29 Eylül 2023
Öfke, diğer temel duygularımız gibi son derece normal, evrensel ve sağlıklı bir duygudur. Ancak bu duygunun kontrolü kaybedilip, yıkıcı hale gelmeye başladığında, bireyin iş hayatında, kişisel ilişkilerinde ve hayatının genel yapısında birtakım problemlere sebep olabilmektedir. Ayrıca, kontrolden çıkmış olan öfke size kendinizi çok güçlü bir duygunun kontrolü altındaymışsınız gibi hissettirebilir.
Aile içi şiddet olguları, terör olayları, çocuk taciz ve istismarları, sokak kavgaları ve diğer birçok durum sağlıklı olarak ifade edilemeyen ve kontrolden çıkan öfke duygusunun etkisi olarak karşımıza çıkmaktadır. İnsanlar öfke yönetimi konusunda ne denli zorlansa da genellikle bunu kabul edip konuyla ilgili yardım istemek yerine öfke ve benzeri yıpratıcı niteliğe sahip duygularını daha çok bastırmaya ve inkâr etmeye çalışma yatkınlığına sahiptir. Yapılan araştırmalar ele alındığında, sağlıklı bir şekilde ifade edilemeyen ve bastırılmaya çalışılan öfkenin kronik kalp damar hastalıklarına, baş ağrısına, yüksek tansiyona ve mide hastalıklarına yol açarak kişinin fiziksel sağlığı için de göz ardı edilemeyecek biçimde tehdit oluşturduğu sonucuna varılmaktadır.

· · · ·

• **Yapılacak İşlemler**:
1/ Öfke metnine göre insanlar, öfke yönetiminde zorlandıklarında yardım istemek yerine ne yapmaya yatkındır?
2/ Öfke metnini son cümlesinden sonra devam ettiren bir paragraf yazın.

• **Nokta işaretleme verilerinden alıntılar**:

· · · ·

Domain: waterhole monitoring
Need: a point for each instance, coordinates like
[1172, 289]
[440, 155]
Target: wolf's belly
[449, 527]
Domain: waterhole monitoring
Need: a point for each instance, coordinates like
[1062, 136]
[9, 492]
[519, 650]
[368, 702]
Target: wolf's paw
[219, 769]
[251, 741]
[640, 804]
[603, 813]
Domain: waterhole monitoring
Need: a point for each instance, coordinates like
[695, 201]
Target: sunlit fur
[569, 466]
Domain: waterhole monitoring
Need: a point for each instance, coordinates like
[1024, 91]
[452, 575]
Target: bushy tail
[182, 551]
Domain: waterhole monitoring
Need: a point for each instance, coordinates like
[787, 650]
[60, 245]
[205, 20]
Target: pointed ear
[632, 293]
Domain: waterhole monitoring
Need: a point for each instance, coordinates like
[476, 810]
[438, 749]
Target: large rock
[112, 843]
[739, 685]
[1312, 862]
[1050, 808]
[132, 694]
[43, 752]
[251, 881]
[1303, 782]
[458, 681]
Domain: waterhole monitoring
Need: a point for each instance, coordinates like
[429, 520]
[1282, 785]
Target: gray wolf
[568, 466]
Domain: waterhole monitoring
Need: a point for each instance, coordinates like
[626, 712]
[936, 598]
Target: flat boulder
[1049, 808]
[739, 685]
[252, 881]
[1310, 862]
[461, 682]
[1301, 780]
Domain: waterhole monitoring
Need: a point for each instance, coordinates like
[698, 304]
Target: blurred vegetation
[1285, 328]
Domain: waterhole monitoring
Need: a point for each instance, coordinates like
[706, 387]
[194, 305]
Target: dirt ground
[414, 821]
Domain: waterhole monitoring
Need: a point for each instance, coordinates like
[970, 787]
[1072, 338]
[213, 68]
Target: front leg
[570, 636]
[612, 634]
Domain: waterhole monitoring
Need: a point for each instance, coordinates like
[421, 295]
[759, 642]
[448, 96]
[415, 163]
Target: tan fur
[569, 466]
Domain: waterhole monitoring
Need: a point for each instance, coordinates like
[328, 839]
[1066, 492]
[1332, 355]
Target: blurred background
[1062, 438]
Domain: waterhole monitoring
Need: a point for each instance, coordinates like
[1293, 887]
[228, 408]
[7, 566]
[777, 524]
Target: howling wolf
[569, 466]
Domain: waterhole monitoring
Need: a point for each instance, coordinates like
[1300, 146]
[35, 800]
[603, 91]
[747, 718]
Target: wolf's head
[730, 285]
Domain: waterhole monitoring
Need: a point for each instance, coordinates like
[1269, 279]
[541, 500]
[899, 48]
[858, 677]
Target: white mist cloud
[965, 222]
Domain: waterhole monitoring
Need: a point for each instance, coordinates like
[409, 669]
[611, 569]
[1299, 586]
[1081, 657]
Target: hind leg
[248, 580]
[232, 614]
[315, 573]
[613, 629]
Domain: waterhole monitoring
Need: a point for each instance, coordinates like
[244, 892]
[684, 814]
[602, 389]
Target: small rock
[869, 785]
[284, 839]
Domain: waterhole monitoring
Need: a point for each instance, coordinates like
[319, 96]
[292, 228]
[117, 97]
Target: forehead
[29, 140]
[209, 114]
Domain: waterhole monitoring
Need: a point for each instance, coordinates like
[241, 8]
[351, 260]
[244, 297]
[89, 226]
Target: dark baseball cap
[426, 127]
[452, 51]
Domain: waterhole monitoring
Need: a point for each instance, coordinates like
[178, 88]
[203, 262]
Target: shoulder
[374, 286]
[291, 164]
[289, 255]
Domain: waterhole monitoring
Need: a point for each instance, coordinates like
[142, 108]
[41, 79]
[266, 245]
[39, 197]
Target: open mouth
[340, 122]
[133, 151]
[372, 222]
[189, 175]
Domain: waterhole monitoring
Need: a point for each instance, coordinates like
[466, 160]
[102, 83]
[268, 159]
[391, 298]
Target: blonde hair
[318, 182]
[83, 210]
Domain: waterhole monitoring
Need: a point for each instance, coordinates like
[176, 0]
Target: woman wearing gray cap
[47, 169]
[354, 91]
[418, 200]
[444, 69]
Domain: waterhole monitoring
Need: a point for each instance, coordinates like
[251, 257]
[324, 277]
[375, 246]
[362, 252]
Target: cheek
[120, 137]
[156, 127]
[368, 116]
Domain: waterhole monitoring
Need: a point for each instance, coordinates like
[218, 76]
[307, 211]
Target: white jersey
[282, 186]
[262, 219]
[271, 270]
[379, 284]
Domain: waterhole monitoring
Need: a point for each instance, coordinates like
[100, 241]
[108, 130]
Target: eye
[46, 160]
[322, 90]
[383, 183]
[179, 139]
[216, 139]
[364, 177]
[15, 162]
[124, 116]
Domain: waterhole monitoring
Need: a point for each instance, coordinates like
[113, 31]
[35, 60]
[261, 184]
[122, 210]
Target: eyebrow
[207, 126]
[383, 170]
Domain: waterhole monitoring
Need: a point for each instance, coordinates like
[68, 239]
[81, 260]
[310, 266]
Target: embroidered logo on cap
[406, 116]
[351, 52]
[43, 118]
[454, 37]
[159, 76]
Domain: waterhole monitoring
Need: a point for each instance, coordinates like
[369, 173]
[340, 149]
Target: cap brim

· · · ·

• **Görev Sonuçları**:
1/ Öfke ve benzeri yıpratıcı duygularını bastırmaya ve inkâr etmeye çalışmaya yatkındırlar.

2/
Her çeşit öfkenin kişiyi uyaran, koruyan veya harekete geçiren işlevleri mevcuttur. Dolayısıyla öfke, organizmayı tehdit veya probleme karşı uyarır ve kendisini olumsuz etkileyen durumlarla ilgili kişiyi haberdar etme noktasında etkin bir role sahiptir. Öfkenin sağlıklı bir şekilde yaşanması ve kontrol edilebilmesi için ilk koşul öfkenin kabul edilmesidir. Sonrasında ise nedenlerinin ve etkilerinin net bir şekilde anlaşılması, saldırgan bir yol ile kesinlikle ifade edilmemesi gerektiğinin kabul edilmesidir.
Öfke nedir?
Psikolog Dr. Charles Spielberg öfkeyi şu sözlerle ifade etmiştir: “hafif bir rahatsızlıktan, şiddetli kızgınlık ve hiddete kadar değişebilen bir duygudur”. Sahip olduğumuz diğer duygular gibi öfkeyi de fizyolojik ve biyolojik değişimler takip eder. Örneğin; öfkelendiğinizde, enerji hormonlarınız adrenalin ve noradrenalinle beraber kalp hızınız ve kan basıncınız da yükselir.
Öfke duygusu hem içsel hem de dışsal faktörlerin etkisi sebebiyle ortaya çıkıyor olabilir. Öfkeniz bazen kişilerden (aileniz ya da iş arkadaşlarınız), olaylardan (iş dönüşü trafiği veya uçuşunuzda rötar olması) veya genel kişisel sorunlarınızdan kaynaklanıyor olabilir. Anılar veya geleceğe yönelik düşünce ve planlarınız da öfke duygunuzu aktif hale getirebilir.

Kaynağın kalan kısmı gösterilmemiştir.